:: Problem to solve ::
Please echo all of the rows below, keeping every word and number the same.

:: Point labeling rows ::
········

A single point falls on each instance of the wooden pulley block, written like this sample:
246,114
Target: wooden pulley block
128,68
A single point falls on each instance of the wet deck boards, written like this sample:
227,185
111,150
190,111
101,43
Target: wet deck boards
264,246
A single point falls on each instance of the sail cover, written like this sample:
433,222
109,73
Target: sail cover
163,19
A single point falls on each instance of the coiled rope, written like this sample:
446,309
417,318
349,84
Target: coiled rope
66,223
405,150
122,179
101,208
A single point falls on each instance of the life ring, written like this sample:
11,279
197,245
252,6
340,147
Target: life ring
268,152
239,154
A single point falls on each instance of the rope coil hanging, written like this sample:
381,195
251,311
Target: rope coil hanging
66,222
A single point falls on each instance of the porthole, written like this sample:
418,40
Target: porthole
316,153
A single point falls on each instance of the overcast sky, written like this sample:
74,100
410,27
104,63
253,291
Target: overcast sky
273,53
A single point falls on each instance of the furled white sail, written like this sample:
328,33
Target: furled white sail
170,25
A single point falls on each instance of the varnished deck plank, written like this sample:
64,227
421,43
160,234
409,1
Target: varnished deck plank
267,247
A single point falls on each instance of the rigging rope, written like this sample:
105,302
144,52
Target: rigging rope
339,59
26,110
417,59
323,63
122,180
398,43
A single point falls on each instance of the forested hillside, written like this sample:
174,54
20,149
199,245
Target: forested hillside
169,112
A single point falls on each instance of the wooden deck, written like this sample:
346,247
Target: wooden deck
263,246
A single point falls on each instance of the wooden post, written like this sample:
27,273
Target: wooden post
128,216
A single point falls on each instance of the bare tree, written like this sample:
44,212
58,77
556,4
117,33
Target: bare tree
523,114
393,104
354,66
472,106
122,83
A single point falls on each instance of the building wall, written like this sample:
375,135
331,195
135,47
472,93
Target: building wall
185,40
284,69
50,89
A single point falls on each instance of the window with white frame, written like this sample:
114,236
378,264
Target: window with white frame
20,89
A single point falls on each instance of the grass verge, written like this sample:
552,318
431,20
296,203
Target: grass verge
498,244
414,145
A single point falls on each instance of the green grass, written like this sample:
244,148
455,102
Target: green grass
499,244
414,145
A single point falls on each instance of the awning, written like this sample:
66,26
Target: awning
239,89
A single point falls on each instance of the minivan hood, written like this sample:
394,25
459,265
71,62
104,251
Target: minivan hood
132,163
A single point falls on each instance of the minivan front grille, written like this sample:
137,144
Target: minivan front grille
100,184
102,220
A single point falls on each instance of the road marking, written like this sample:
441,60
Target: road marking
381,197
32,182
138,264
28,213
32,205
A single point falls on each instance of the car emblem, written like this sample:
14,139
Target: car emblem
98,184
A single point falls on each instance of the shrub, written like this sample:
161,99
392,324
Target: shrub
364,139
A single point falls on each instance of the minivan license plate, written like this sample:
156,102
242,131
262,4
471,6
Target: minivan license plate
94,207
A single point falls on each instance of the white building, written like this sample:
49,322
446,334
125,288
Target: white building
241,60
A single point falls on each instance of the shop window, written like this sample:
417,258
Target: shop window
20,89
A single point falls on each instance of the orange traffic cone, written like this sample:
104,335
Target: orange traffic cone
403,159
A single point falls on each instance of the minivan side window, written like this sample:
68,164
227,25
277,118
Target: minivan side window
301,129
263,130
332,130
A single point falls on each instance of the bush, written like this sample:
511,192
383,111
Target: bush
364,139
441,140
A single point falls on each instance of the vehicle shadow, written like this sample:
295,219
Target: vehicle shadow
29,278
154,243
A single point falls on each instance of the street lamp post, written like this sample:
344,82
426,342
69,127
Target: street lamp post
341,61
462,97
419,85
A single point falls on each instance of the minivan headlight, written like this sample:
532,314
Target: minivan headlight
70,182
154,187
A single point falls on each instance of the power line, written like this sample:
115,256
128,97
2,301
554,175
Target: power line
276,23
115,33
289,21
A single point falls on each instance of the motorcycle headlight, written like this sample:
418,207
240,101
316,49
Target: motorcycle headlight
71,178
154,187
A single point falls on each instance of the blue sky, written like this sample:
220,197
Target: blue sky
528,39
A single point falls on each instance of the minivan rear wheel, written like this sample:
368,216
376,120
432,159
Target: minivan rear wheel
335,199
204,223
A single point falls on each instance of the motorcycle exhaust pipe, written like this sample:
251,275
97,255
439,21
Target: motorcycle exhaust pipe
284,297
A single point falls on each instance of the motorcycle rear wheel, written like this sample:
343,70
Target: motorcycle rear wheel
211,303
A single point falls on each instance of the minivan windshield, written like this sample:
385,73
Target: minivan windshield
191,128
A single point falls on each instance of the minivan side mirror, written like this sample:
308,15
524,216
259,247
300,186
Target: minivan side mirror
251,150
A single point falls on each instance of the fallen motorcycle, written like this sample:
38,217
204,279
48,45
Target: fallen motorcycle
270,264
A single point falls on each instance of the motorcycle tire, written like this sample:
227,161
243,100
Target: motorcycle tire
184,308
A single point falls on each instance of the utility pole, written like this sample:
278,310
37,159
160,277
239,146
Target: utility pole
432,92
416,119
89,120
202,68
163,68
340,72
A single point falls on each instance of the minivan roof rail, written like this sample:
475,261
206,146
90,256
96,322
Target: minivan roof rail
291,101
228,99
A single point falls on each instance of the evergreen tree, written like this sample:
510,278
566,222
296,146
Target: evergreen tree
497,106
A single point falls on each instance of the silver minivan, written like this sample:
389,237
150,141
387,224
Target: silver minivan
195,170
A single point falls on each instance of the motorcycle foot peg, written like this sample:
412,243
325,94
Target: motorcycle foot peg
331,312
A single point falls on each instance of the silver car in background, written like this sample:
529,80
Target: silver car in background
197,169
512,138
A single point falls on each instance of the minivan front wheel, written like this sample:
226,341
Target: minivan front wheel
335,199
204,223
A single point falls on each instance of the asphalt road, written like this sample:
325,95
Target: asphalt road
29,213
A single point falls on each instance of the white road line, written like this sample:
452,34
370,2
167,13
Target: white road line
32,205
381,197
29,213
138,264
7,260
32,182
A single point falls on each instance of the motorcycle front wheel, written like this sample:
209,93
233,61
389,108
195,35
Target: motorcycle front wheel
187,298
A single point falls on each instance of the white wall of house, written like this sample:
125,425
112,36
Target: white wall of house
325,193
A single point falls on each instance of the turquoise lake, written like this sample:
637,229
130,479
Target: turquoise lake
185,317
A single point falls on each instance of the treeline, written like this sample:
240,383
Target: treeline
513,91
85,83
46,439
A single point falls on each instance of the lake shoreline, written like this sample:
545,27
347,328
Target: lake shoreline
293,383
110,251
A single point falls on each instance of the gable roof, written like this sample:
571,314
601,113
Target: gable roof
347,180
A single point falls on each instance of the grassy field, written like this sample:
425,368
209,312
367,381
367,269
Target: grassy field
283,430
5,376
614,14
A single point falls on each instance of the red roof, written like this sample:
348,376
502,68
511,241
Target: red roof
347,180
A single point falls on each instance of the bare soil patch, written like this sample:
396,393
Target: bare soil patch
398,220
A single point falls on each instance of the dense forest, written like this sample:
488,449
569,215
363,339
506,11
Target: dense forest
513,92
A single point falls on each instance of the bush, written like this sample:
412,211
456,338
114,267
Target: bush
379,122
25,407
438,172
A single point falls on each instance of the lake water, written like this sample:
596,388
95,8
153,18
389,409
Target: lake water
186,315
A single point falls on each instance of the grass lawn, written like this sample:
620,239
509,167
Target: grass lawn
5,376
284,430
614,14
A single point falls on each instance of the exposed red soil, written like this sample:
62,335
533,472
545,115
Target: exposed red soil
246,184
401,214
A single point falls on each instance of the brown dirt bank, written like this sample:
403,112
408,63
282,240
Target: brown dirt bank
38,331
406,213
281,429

········

:: Written solution ::
A single point falls on each instance of the wooden pulley block, written like this sample:
246,114
Target: wooden pulley block
128,68
A single point falls on each instance of the wet deck boards, written like this sample:
227,185
111,150
190,111
101,43
Target: wet deck boards
264,246
A single point falls on each instance of the sail cover, written like this sample:
433,222
109,73
Target: sail cover
163,19
A single point falls on each instance of the coiled rope, written like this sample:
446,309
417,318
349,84
Target: coiled rope
66,223
405,150
122,179
101,208
A single point falls on each instance of the life ring, written like this sample:
11,279
197,245
252,6
340,147
Target: life ring
268,152
239,154
A single point falls on each instance of the rope coil hanging, written like this sample:
381,195
251,311
Target: rope coil hanging
66,222
A single point falls on each instance of the porthole, written like this sample:
418,40
Target: porthole
316,153
A single point falls on each instance of the overcast sky, written like this sample:
74,100
410,27
104,63
253,291
Target: overcast sky
273,53
A single point falls on each instance of the furled white sail, written like this sample:
328,33
Target: furled white sail
170,25
A single point falls on each instance of the varnished deck plank, written like this sample:
64,227
421,43
160,234
409,1
Target: varnished deck plank
267,247
A single point falls on each instance of the rigging rope, written like this sample:
105,302
144,52
Target: rigging rope
339,59
26,110
417,59
323,63
122,180
398,43
A single point falls on each instance of the forested hillside, written like this sample:
174,54
20,149
199,245
Target: forested hillside
169,112
A single point falls on each instance of the wooden deck, written like this sample:
346,247
Target: wooden deck
263,246
A single point falls on each instance of the wooden post, written like this sample:
27,273
Target: wooden post
128,216
A single point falls on each instance of the bare tree, written like this sample:
44,212
58,77
556,4
117,33
Target: bare tree
523,114
393,104
354,66
472,106
122,83
A single point falls on each instance of the building wall, written like this sample:
375,135
331,195
135,47
472,93
Target: building wall
185,40
284,69
50,89
A single point falls on each instance of the window with white frame, written like this sample:
114,236
378,264
Target: window with white frame
20,89
A single point falls on each instance of the grass verge, written like this sample:
552,318
431,20
296,203
Target: grass verge
498,244
414,145
A single point falls on each instance of the green grass, written like this sample:
244,148
455,102
Target: green grass
499,244
414,145
A single point falls on each instance of the awning, written like this sample:
66,26
Target: awning
239,89
A single point falls on each instance of the minivan hood, written like this sample:
394,25
459,265
71,62
104,251
Target: minivan hood
132,163
A single point falls on each instance of the minivan front grille, written like this sample:
137,144
Target: minivan front grille
100,184
102,220
A single point falls on each instance of the road marking, written like this sample:
441,60
Target: road marking
381,197
32,182
138,264
28,213
32,205
A single point falls on each instance of the car emblem, written like this sample:
14,139
Target: car emblem
98,184
A single point falls on each instance of the shrub, written like this sample:
161,99
392,324
Target: shrub
364,139
A single point falls on each instance of the minivan license plate, written like this sample:
156,102
242,131
262,4
471,6
Target: minivan license plate
94,207
A single point falls on each instance of the white building, written like this sample:
49,322
446,334
125,288
Target: white building
241,60
A single point falls on each instance of the shop window, written like this sample:
417,258
Target: shop window
20,89
A single point falls on each instance of the orange traffic cone, written like this sample:
104,335
Target: orange traffic cone
403,159
A single point falls on each instance of the minivan side window, written like this sample:
68,164
227,25
277,118
Target: minivan side window
301,129
263,130
332,130
A single point falls on each instance of the bush, written like this sample:
511,192
383,111
Target: bush
364,139
441,140
A single point falls on each instance of the vehicle shadow, written like this sample:
295,219
Target: vehicle shadow
29,278
154,243
A single point falls on each instance of the street lamp post, written like this sample:
344,82
426,342
69,127
Target: street lamp post
341,61
462,97
419,85
A single point falls on each instance of the minivan headlight, written like this sample:
532,314
Target: minivan headlight
70,182
154,187
A single point falls on each instance of the power line, written like this sample:
115,256
128,97
2,301
554,175
Target: power line
276,23
115,33
289,21
A single point falls on each instance of the motorcycle headlight, written like this sample:
418,207
240,101
316,49
Target: motorcycle headlight
71,178
154,187
A single point falls on each instance of the blue sky, written like this sample:
220,197
Target: blue sky
528,39
A single point falls on each instance of the minivan rear wheel, written like this sample:
368,216
376,120
432,159
Target: minivan rear wheel
335,199
204,223
A single point falls on each instance of the motorcycle exhaust pipe, written like this sample:
251,275
97,255
439,21
Target: motorcycle exhaust pipe
284,297
A single point falls on each instance of the motorcycle rear wheel, written like this sample:
343,70
Target: motorcycle rear wheel
211,303
A single point falls on each instance of the minivan windshield, written like this sample:
385,73
Target: minivan windshield
191,128
A single point falls on each instance of the minivan side mirror, written like this sample:
308,15
524,216
259,247
300,186
Target: minivan side mirror
251,150
A single point falls on each instance of the fallen motorcycle, written like this sample:
38,217
204,279
48,45
Target: fallen motorcycle
270,264
A single point falls on each instance of the motorcycle tire, written like this sample:
227,161
243,100
Target: motorcycle tire
184,308
A single point falls on each instance of the utility pole, written like this sample:
278,310
37,159
160,277
239,146
Target: utility pole
432,92
416,119
89,120
202,68
163,68
340,72
A single point falls on each instance of the minivan roof rail, written like this sample:
475,261
206,146
90,256
96,322
Target: minivan roof rail
291,101
228,99
A single point falls on each instance of the evergreen tree, written like this sample:
510,278
566,222
296,146
Target: evergreen tree
497,106
A single point falls on each instance of the silver minivan, written like this sample:
389,237
150,141
387,224
Target: silver minivan
195,170
A single point falls on each instance of the motorcycle foot peg, written like this sample:
412,243
325,94
Target: motorcycle foot peg
331,312
A single point falls on each instance of the silver car in background, written like this sample:
529,80
Target: silver car in background
197,169
512,138
A single point falls on each instance of the minivan front wheel, written like this sample:
226,341
Target: minivan front wheel
335,199
204,223
A single point falls on each instance of the asphalt road, written like this sample:
325,95
Target: asphalt road
29,213
A single point falls on each instance of the white road line, written like this sample:
452,34
370,2
167,13
Target: white road line
32,205
381,197
29,213
138,264
7,260
32,182
A single point falls on each instance of the motorcycle front wheel, written like this sample:
209,93
233,61
389,108
195,35
Target: motorcycle front wheel
187,298
A single point falls on each instance of the white wall of house, written like this sample:
125,425
112,36
Target: white wall of house
325,193
A single point falls on each instance of the turquoise lake, written like this sample:
637,229
130,479
Target: turquoise lake
185,317
A single point falls on each instance of the treeline, written like this sample:
240,383
Target: treeline
513,91
85,83
46,439
A single point falls on each instance of the lake shoreline, written like this sample:
545,27
347,328
Target: lake shoreline
293,383
110,251
A single point falls on each instance of the gable roof, written like this sample:
571,314
601,113
Target: gable roof
347,180
A single point falls on each instance of the grassy field, written like this sample:
425,368
209,312
367,381
367,269
Target: grassy field
283,430
5,376
614,14
A single point falls on each instance of the red roof, written like this sample:
348,376
502,68
511,241
Target: red roof
347,180
A single point falls on each instance of the bare soil patch, written like this sample:
396,393
Target: bare soil patch
398,220
A single point falls on each instance of the dense forest, written like this sample:
488,449
569,215
363,339
506,11
Target: dense forest
513,92
A single point falls on each instance of the bush, written like this sample:
412,211
456,338
114,267
Target: bush
379,122
25,407
438,172
A single point falls on each instance of the lake water, written like this sample:
596,388
95,8
153,18
389,409
Target: lake water
186,315
A single point falls on each instance of the grass lawn, written like this sample:
620,239
509,167
Target: grass lawn
5,376
284,430
614,14
A single point falls on each instance of the exposed red soil, written like this sample:
62,335
533,472
545,115
Target: exposed red soil
246,184
401,214
A single point falls on each instance of the brown dirt bank, written like this sample:
403,112
408,63
282,240
Target: brown dirt bank
38,331
406,213
281,429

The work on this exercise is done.